Problems to solve:
**1.** Print the stretch of the reservoir fact list from "- Location: RM" through "1.6 km (1 mi)", unchanged.
**2.** Pick up the reservoir fact list after its last line and carry it on.

Passage shown:
- Location: RM of Rudy No. 284
- Coordinates: 51°28′00″N 106°56′02″W﻿ / ﻿51.4667°N 106.9339°W
- Type: Reservoir
- Etymology: Village of Broderick
- Part of: Saskatchewan River drainage basin
- Primary inflows: Aqueduct originating at Lake Diefenbaker
- Basin countries: Canada
- Managing agency: Saskatchewan Water Security Agency
- Built: 1967
- First flooded: 1967
- Max. width: 1.6 km (1 mi)
- Surface area: 360.5 ha (891 acres)
- Max. depth: 8.6 m (28 ft)
- Water volume: 16,035 dam^{3} (13,000 acre⋅ft)
- Shore length^{1}: 9.6 km (6.0 mi)
- Surface elevation: 563 m (1,847 ft)

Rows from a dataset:
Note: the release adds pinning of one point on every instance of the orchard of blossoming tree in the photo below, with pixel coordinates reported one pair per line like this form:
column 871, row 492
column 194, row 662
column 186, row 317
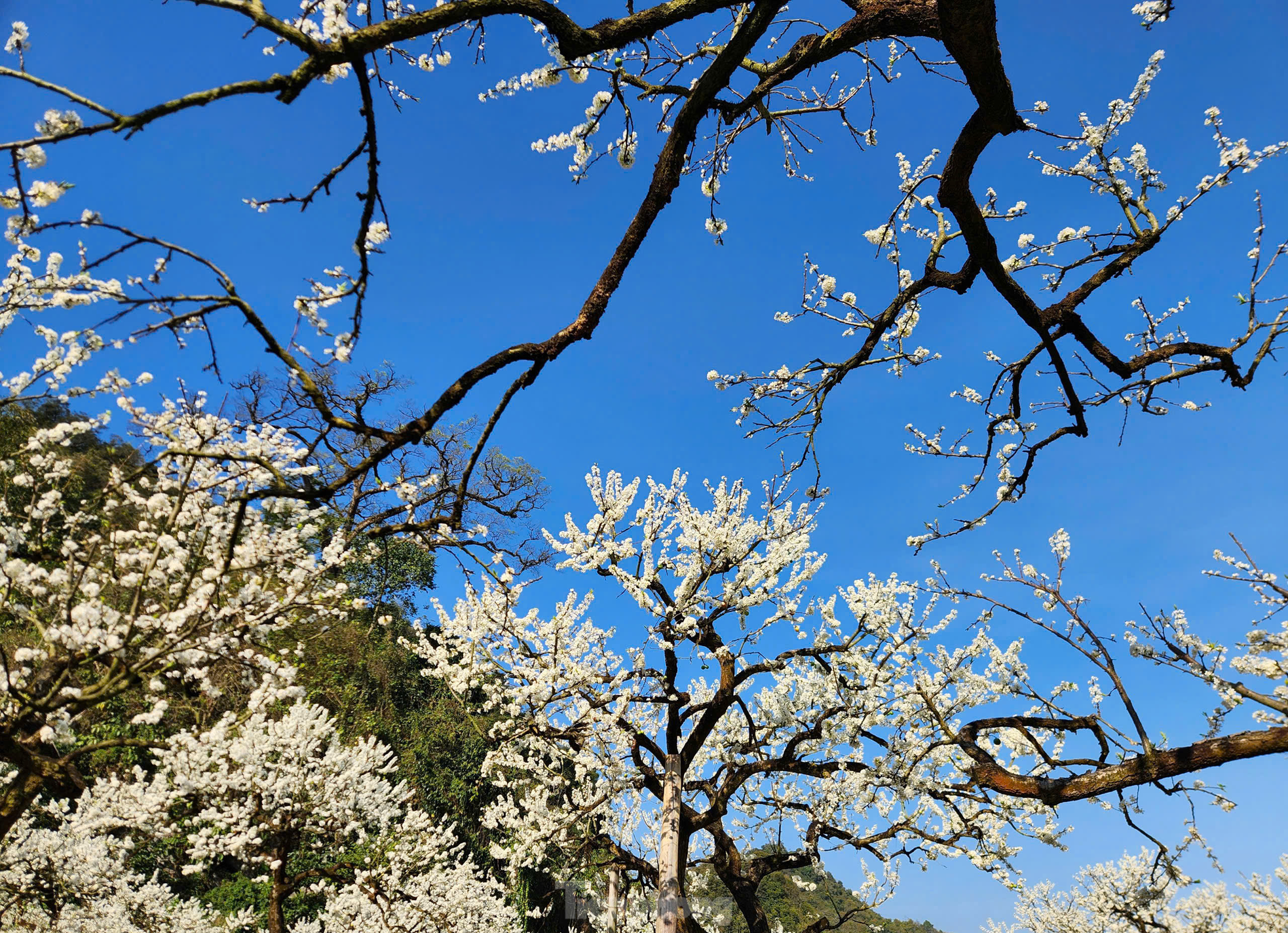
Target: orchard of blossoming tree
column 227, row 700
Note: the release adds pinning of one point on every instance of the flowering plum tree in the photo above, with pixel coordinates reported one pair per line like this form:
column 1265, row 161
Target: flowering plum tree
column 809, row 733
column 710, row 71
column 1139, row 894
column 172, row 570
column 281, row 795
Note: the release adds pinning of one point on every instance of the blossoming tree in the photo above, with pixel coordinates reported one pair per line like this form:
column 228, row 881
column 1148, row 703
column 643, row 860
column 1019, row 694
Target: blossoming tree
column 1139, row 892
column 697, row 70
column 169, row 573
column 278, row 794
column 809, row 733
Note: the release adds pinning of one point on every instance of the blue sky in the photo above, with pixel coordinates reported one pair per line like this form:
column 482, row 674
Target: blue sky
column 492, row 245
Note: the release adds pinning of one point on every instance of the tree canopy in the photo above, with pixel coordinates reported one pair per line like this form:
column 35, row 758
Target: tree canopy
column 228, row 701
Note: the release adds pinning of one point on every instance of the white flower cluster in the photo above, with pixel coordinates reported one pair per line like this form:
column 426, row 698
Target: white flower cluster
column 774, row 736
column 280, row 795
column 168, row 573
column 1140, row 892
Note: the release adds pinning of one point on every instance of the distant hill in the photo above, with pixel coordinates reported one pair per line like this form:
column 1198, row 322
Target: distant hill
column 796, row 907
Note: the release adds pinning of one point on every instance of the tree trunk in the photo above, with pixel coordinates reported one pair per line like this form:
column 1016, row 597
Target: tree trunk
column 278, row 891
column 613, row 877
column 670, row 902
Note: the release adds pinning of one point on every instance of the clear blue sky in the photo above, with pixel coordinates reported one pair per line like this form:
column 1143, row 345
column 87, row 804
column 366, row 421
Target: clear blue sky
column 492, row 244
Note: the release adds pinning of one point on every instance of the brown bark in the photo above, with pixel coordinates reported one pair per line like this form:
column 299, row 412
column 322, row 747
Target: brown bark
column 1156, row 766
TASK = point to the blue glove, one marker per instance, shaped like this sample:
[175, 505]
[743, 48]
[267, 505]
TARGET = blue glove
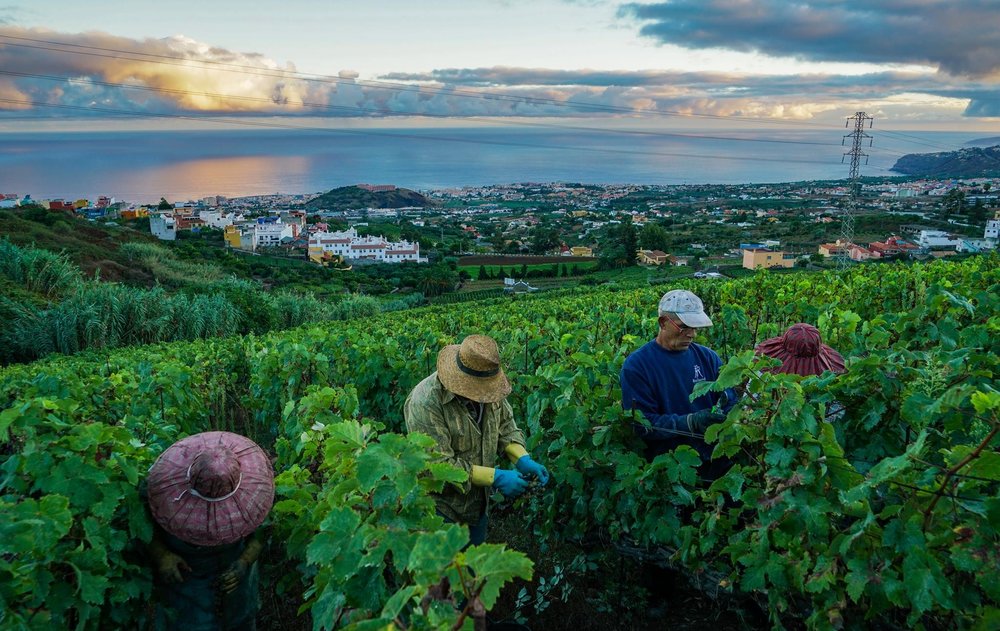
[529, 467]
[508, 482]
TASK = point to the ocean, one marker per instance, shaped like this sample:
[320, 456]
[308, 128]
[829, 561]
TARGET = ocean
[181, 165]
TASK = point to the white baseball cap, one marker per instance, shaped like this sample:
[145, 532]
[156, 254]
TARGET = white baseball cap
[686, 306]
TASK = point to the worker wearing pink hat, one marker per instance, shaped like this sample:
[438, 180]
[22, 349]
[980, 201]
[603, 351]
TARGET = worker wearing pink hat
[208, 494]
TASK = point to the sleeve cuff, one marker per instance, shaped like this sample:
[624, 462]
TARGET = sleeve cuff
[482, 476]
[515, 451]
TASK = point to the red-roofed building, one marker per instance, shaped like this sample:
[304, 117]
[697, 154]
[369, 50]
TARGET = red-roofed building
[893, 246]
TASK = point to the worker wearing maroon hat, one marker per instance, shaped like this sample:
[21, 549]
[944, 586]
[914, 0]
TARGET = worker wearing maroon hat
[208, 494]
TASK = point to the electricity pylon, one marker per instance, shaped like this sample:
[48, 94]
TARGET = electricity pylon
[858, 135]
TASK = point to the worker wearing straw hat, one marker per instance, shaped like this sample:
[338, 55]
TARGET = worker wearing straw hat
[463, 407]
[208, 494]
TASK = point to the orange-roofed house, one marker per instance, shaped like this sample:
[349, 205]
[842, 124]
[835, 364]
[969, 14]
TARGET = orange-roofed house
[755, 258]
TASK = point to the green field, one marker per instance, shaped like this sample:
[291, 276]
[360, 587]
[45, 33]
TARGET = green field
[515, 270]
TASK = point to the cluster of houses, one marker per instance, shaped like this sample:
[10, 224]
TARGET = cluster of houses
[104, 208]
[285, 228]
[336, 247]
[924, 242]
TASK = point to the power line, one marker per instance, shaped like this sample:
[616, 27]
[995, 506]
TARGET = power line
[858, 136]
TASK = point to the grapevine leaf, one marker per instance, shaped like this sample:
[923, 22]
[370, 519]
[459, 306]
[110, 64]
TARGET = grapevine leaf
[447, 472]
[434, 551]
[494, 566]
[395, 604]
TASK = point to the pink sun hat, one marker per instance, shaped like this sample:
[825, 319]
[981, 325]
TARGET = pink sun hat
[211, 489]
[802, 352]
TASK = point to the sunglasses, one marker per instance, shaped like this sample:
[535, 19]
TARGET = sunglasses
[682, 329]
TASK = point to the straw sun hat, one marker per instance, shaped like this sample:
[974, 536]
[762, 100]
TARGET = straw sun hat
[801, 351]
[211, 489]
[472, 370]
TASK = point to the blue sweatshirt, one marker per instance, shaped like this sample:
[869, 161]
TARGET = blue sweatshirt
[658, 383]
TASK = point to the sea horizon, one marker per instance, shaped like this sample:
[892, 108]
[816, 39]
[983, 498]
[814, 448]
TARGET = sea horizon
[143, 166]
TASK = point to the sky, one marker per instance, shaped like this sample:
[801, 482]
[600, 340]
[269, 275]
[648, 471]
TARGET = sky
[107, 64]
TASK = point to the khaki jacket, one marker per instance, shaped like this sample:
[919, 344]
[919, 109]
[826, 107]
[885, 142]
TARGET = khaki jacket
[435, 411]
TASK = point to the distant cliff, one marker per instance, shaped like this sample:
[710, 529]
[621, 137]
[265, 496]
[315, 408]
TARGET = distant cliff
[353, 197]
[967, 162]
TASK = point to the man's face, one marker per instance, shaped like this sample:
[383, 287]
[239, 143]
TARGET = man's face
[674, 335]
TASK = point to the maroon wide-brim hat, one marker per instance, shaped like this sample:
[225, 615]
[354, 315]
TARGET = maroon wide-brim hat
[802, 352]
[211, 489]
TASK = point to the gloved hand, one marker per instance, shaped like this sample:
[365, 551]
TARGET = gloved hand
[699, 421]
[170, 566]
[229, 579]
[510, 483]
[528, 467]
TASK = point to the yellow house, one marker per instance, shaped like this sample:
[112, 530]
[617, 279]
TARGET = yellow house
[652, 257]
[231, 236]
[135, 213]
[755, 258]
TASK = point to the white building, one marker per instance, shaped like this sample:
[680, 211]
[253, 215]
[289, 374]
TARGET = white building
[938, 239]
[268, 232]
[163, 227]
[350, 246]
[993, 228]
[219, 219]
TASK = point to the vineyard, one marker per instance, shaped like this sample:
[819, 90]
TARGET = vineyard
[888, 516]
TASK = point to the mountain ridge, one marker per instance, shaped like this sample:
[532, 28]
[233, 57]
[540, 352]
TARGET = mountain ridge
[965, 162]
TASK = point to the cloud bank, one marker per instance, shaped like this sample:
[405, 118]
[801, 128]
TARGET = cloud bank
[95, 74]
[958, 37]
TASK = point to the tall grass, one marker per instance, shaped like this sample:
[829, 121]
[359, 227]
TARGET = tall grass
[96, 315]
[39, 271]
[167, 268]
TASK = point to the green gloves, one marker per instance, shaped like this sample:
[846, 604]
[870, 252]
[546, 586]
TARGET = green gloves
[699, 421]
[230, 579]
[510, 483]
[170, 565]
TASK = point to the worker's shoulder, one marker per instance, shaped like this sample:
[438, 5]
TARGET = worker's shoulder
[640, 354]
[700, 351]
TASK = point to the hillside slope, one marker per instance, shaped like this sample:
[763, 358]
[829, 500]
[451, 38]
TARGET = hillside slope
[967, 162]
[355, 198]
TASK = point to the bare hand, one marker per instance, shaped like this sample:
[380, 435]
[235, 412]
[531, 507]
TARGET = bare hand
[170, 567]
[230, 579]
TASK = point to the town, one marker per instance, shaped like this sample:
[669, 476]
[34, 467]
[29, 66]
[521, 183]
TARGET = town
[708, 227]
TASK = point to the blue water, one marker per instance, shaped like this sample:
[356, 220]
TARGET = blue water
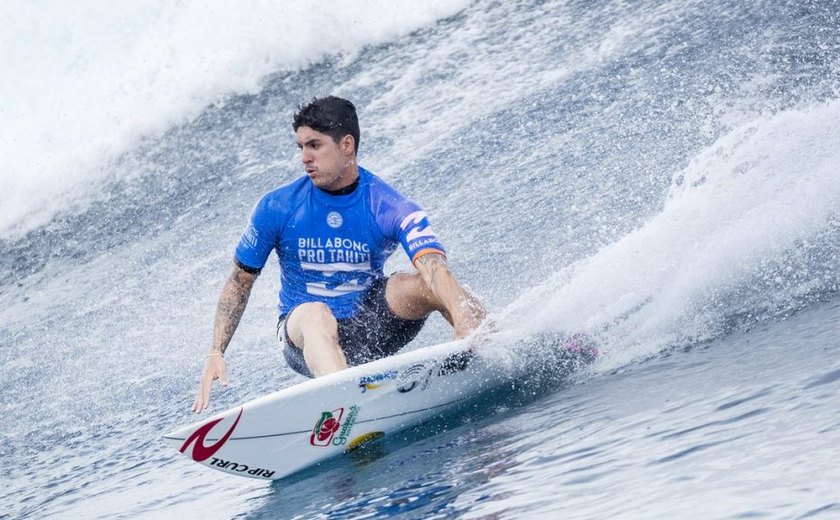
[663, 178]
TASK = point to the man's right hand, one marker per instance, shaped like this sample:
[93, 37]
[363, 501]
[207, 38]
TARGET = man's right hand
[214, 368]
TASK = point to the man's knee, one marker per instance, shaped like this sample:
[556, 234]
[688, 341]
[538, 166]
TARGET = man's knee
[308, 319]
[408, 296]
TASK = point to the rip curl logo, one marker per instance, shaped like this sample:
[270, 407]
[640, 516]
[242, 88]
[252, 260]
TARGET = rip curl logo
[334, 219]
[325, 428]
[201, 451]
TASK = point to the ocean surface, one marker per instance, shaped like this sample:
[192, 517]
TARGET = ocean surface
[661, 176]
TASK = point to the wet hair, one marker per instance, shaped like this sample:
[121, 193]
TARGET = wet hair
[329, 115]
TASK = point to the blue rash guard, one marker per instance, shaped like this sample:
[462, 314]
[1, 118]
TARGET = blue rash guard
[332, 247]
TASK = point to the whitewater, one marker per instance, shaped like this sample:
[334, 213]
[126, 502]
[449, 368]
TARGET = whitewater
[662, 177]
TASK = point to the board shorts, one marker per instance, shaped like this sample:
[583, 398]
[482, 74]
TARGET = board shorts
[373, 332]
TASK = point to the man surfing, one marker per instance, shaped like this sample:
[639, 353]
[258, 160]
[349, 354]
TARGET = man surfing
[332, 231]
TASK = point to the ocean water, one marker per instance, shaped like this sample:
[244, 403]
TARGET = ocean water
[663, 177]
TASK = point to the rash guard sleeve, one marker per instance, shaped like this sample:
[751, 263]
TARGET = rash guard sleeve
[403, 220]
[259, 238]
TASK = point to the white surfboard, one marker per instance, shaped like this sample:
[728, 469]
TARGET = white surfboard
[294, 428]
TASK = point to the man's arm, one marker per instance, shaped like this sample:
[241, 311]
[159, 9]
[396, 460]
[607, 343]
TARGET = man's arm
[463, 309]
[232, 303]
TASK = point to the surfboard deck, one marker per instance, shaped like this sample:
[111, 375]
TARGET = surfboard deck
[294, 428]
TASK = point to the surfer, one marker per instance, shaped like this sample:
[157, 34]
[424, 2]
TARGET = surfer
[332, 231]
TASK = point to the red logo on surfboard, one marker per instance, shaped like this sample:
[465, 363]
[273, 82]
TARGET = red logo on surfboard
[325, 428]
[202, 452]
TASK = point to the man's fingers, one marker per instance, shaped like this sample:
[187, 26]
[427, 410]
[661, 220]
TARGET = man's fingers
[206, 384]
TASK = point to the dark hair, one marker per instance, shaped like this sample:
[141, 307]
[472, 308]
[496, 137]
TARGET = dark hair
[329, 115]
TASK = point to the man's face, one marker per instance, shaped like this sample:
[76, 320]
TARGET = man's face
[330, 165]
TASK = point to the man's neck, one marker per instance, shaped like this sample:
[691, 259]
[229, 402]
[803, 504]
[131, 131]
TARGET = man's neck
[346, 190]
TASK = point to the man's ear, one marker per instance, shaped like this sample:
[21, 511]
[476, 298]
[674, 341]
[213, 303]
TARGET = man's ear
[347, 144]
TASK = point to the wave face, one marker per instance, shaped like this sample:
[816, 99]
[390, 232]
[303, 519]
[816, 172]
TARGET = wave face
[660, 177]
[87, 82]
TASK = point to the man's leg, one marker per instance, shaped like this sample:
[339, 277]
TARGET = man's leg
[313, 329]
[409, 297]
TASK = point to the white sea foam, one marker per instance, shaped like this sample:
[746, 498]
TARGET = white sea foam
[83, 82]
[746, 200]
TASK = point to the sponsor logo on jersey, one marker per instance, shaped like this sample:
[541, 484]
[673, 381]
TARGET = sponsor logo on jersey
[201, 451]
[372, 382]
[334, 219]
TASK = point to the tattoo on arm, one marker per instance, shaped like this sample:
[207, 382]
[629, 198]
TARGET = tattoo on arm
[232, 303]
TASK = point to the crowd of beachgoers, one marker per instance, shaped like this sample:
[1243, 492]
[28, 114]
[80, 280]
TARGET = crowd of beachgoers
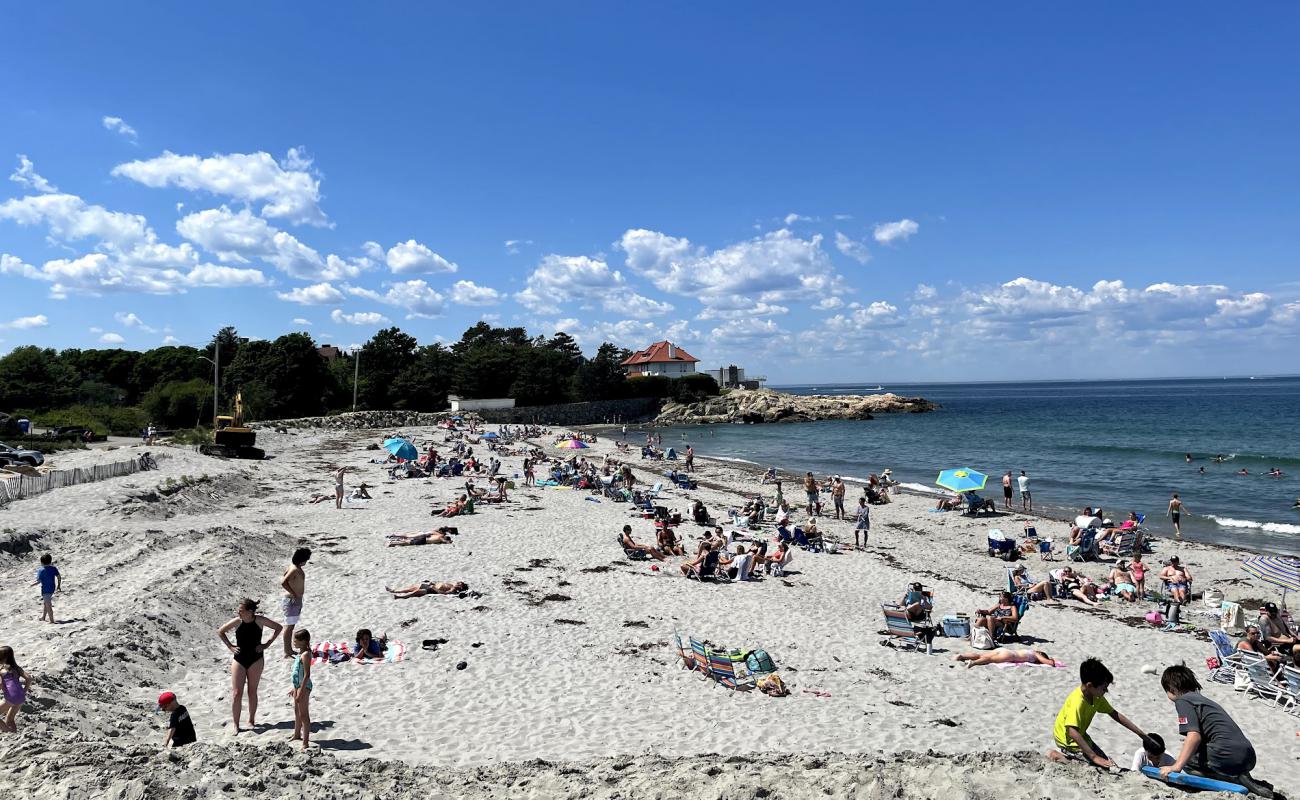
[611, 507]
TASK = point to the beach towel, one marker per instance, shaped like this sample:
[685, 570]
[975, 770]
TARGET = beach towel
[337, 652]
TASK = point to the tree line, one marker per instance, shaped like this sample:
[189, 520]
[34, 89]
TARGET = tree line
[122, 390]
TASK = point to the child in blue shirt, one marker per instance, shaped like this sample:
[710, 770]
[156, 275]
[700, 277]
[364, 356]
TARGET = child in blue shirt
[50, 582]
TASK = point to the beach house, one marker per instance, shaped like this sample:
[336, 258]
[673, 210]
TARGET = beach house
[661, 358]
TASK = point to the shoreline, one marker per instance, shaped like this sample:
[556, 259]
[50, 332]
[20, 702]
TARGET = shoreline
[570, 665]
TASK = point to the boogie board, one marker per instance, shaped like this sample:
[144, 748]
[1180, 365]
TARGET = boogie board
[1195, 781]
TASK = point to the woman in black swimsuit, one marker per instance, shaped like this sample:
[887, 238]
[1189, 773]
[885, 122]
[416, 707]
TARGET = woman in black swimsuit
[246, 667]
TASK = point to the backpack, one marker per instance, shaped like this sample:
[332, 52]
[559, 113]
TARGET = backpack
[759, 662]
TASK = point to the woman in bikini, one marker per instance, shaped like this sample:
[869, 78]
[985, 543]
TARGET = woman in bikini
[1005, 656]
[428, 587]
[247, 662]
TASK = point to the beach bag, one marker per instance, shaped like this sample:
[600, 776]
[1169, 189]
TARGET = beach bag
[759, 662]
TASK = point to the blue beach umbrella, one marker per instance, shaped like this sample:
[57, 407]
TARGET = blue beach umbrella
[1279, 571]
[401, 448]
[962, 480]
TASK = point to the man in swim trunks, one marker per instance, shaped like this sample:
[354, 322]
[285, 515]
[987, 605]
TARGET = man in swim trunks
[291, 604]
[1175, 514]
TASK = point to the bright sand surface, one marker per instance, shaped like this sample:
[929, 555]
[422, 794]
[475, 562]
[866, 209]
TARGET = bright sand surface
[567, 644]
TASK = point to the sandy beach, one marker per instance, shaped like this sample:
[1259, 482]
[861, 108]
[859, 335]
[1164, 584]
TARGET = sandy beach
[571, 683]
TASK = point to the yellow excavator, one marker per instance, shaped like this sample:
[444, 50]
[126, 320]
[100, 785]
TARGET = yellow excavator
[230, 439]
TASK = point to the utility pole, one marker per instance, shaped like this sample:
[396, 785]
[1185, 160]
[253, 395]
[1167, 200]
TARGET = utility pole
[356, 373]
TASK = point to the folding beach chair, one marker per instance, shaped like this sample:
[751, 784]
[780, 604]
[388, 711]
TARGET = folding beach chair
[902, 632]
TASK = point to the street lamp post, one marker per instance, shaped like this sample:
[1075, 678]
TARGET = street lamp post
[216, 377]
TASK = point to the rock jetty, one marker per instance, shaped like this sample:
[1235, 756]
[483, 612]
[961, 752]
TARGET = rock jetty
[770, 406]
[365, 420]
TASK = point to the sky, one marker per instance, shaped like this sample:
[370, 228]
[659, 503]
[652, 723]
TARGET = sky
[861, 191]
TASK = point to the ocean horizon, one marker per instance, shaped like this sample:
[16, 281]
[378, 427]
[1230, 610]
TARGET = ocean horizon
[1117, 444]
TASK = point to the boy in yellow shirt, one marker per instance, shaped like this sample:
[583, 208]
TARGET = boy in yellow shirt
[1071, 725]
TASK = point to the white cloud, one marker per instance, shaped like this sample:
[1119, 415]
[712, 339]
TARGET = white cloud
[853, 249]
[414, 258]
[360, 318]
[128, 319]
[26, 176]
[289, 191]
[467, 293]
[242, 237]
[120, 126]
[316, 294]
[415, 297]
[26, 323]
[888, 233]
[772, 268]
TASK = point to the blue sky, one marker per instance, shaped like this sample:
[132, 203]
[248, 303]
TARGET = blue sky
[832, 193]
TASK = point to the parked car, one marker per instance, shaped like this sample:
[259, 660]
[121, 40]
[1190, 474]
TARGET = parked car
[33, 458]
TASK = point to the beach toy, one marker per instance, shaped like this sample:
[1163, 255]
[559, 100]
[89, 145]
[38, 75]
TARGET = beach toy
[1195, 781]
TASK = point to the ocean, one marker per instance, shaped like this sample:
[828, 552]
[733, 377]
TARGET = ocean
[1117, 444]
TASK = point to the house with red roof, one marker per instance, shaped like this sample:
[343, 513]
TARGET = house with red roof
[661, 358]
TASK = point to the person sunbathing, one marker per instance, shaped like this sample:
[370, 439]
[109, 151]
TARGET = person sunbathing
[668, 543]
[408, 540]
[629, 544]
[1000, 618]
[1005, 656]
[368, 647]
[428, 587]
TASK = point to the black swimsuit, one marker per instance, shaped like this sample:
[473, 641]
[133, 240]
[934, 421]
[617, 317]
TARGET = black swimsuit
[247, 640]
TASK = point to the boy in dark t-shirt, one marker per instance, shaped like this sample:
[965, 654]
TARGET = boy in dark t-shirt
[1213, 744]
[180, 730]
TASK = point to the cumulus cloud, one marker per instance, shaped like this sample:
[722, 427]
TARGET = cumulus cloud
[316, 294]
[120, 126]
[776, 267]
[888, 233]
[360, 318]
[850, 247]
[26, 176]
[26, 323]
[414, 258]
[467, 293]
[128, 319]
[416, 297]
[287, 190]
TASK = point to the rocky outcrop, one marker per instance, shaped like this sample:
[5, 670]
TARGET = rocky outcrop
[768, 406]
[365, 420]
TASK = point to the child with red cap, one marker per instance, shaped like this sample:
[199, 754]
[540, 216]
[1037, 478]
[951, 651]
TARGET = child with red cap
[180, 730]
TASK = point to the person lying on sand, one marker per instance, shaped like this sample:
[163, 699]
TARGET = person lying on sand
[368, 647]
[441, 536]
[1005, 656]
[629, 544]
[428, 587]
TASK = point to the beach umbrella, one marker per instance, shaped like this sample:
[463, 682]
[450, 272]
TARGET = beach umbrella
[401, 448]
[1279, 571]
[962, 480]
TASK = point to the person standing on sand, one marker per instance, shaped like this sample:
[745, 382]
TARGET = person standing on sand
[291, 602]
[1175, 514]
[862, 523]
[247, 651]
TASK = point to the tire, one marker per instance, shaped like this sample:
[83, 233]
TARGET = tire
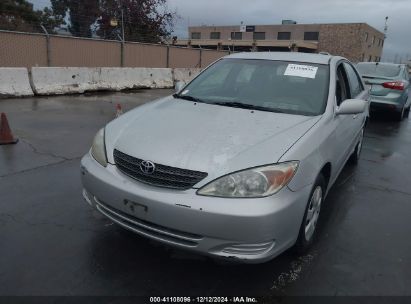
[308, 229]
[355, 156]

Answers:
**1.**
- Location: RM of Rudy No. 284
- Coordinates: 51°28′00″N 106°56′02″W﻿ / ﻿51.4667°N 106.9339°W
- Type: Reservoir
- Etymology: Village of Broderick
- Part of: Saskatchewan River drainage basin
- Primary inflows: Aqueduct originating at Lake Diefenbaker
- Basin countries: Canada
- Managing agency: Saskatchewan Water Security Agency
- Built: 1967
- First flooded: 1967
- Max. width: 1.6 km (1 mi)

**2.**
- Settlements: None

= Broderick Reservoir =

Reservoir in Saskatchewan, Canada

Broderick Reservoir is a reservoir about 11 km south-southeast of Outlook in the Canadian province of Saskatchewan in the Rural Municipality of Rudy No. 284. Broderick Reservoir was built in 1967 as part of South Saskatchewan River Project. That project involved the building of aqueducts and a series of reservoirs to supply water for irrigation, consumption, and industry originating at Gardiner Dam at Lake Diefenbaker. Broderick is the first reservoir in the series. Downstream reservoirs include Brightwater Reservoir, Indi Lake, Blackstrap Lake, Bradwell Reservoir, Zelma Reservoir, and Dellwood Reservoir.

There are no communities along the shores of the reservoir. Broderick, the closest community, is about 1.6 km to the north. The public has access to the reservoir for fishing and other water sports.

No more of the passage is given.